§ TEXT BLOCK
━━━━━━━━━━
Suddenly, in the 90’s, the residents of Boston learned their park would be swept away. Dynamic forces bore down from three sides. The National Park wanted Riverview’s curves eliminated to enable their vision of a 45 m.p.h. scenic byway; the ski resort wanted more parking, and the County Engineer was happy to find funding to straighten the road.

John and Bonnie Johnston, assuming the title Life-long residents,[8] undertook a campaign to make powers that be understand Boston’s residents did not intend to let their history sink under asphalt.  Petitions were submitted, public hearings held.  The National Park and the ski resort offered to relocate the park as a wayside, with benches and interpretive signs.

The people were not pleased.

The National Park and the County Engineer formulated a design that would relocate the road leaving the north and west sides of the park intact, saving the cedars, the walks, the planter, the flags.

The ski resort was not pleased; if the park could be relocated, parking for the ski resort would be gained.

The citizens of Boston and their elected officials continued to petition their government, attend public meetings, demonstrate their park was Boston.

The people prevailed.

Today the park is a grassy rectangle.  In the northwest corner towering cedars surround the stone planter, the sandstone walks have been reset.  The Memorial Day parade still steps off to the Boston Cemetery.  The little park that could still has no credentials; no title of ownership, but the quiet grassy plot covering road right away remains as the heart of Boston.

 Joanne Noragon
 Boston Township Fiscal Officer                                                                                           
 August 31, 2013                                                                               
                                                                                


The red building in the lower left was Zelinski's store







[1] Conversation with Claire Zelinski Muldowney, August 23, 2013
[2] Riverview Road, a Scenic Byway, prepared by GPD Associates, April, 1991, for the Summit and Cuyahoga County Engineers
[3] Conversation with Jerry Ritch, Boston Township resident, August 23, 2013
[4] Conversation with Joe Paradise, Summit County Engineer’s Office, August 26, 2013
[5] Quoted from My Town: Boston, The Beacon Magazine, November 20, 1955.
[6] Conversations with Amy Zorena Anderson over the course of this park research.
[7] Fran Murphy, in the Akron Beacon Journal, May 21, 1971.
[8] John F. and Bonnie Johnston letters and petitions commencing May, 1996

Thursday, August 29, 2013

An adventure in the park


For the last month I have been swept up by the Boston Park.  You remember the sandstone walks I saw, lifted from under years of sod, back when I had to go see what “dressing a park” was about.

Sandstone pavers being lifted from under the sod

I have been diligent about the township’s other business; I have schlepped children to band practice twice a week, and two Quidditch tournaments, but I’ve lived in the park.  In my head.

When I first saw that park in June I knew it had a story.  I threw it out to the township, tell me the story. Send me an email. Call me. I’ll write it down for you.

At the end of two weeks, except for one person who approached me on the street, nothing.  I suppose this lesson is taught in anthropology 101—if you want to know, get out there and ask. So I did. 

The oldest towns person I spoke with is close to one hundred, and watched the park being made.  One of the road guys and I went out looking for a piece of evidence to substantiate a legend of the park—and found it. 

One township septuagenarian had no use for the park.  “That piece of dirt!”  Many people I chased down did not live in the hamlet of Boston in its heyday.  “I’m sorry, I can’t help you.  Why don’t you call…..”  And so it went.
━━━━━━━━━━
§ MATERIAL PROVIDED

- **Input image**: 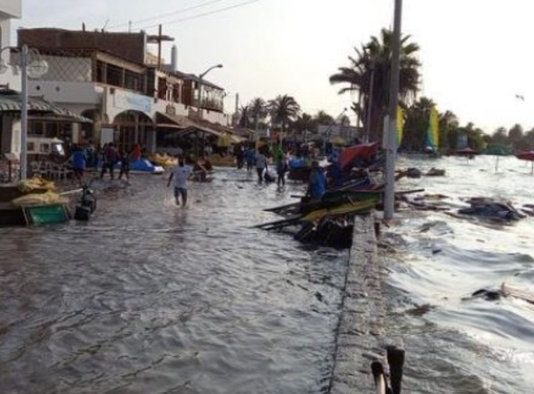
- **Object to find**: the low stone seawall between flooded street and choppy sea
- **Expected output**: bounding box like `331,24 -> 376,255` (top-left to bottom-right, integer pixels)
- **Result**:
━━━━━━━━━━
§ TASKS TO PERFORM
**a.** In the Boston park text, what did the ski resort want?
**b.** Pick up the Boston park text right after its final sentence and carry it on.

§ ANSWERS FOR EACH ITEM
**a.** More parking.

**b.**
I’m near the end.  I want to polish my paragraphs a bit more, and do some copyrighting of the pictures.  Then it will go up on the township website as a piece of history preserved. I’ll work on redacting some names and publish it here, too.  It’s a grand story.

The relaid sidewalks
Today a peripheral event brought me close to tears. I made it my project, when the township made the website, to scan and post the complete minutes of the township, since its formation in 1811.  Of course some are missing.  Not many, but enough to be aggravating.

I wrote a little article for the community newspaper, Like a Scavenger Hunt, describing how the minutes probably looked, even the location of the homes of the clerks with missing minutes.  Aside from snippy answers from heirs, nothing.

Today I talked to the man whose wife led the drive to save the little park from the great National Park, back in the nineties.  At the end of the conversation he said, “Oh, by the way, I’ve been meaning to bring you one book of minutes I have.”  A book covering the thirties and the forties.
 

I was supposed to ask about the park.

Monday, August 26, 2013

Sunday, August 25, 2013

Sending the children back to school


This is another one of those when I was young “I walked up hill to school, both ways”.  Which I did. 

We went with a new notebook, and later on mom might buy a package of notebook paper for writing themes and such, if last year’s package had run dry.  Most work was done in pencil, although I can remember writing essays out in ink.  Announcements and permission forms came home via child and were returned the same way.  Some announcements were made on the PA, and children were totally responsible for having those fulfilled.

Fast forward to educating my grandchildren. Announcements concerning the current school year, which began last Wednesday, commenced at the end of last school year.  Why do they do this?  Because there is electronic media available to send requests and requirements down the line at the speed of—electricity.

It seems to me, having enrolled these children last year, I could at most check and sign off on a list of facts about them.  I’m still completing pages and pages, times three: their address and who to contact, what meds do they take at school (are nurses’ stations  loaded with drugs to be doled out!  What is going on?!), are they allergic to peanuts.

The supply lists! The book lists (when I went to school texts were passed out the first day and returned the last.  Do not write in your books, children!).  The fees! The fees!  Band is one hundred dollars per.  Lab fees.  Science fair fees (yes, science fair is a requirement!).  School pictures.  Gym uniforms.

I get daily, or more, announcement/reminder emails from the high school, the middle school, the band.  These used to be called morning announcements, children, remember to tell your parents.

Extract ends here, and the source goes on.